Organize as linhas desde a que contém "table and record the pixel coordinates." até o final, inclusive, como um CSV de duas colunas, tarefa e valor, com uma linha para cada texto e sua resposta. Coloque cada campo entre aspas e troque as quebras de linha por espaços.

**********

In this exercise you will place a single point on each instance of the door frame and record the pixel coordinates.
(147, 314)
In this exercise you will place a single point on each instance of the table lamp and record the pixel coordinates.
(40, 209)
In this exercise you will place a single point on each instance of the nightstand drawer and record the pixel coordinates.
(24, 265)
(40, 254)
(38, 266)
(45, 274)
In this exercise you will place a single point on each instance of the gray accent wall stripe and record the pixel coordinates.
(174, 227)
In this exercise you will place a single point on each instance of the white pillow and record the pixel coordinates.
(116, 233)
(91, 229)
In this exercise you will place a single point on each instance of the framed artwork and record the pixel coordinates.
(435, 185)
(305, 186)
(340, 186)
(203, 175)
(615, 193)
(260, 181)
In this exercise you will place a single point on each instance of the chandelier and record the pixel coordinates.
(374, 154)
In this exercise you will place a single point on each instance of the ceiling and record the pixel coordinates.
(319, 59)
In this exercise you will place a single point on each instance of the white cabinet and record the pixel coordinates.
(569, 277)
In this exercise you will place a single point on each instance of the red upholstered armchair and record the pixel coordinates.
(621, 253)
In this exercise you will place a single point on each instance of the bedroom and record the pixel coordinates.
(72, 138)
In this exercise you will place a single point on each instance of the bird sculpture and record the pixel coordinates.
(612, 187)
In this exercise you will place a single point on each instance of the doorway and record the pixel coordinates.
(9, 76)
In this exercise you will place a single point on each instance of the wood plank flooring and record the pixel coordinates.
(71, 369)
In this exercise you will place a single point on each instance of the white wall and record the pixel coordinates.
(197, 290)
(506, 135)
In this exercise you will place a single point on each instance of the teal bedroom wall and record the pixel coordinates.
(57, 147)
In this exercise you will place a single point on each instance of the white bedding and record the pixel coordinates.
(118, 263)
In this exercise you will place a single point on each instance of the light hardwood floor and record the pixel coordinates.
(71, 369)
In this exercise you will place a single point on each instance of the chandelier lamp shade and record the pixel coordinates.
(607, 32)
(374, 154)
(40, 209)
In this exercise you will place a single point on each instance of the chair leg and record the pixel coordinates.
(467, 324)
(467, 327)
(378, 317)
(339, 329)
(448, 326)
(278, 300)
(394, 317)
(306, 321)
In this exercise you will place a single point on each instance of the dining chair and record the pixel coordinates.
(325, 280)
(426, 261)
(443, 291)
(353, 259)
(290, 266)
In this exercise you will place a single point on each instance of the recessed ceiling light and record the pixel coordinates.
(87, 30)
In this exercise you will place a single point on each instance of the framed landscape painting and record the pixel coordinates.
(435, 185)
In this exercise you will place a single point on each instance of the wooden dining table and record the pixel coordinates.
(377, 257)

**********

SOLUÇÃO DO PROBLEMA:
tarefa,valor
"In this exercise you will place a single point on each instance of the wooden dining table and record the pixel coordinates.","(377, 257)"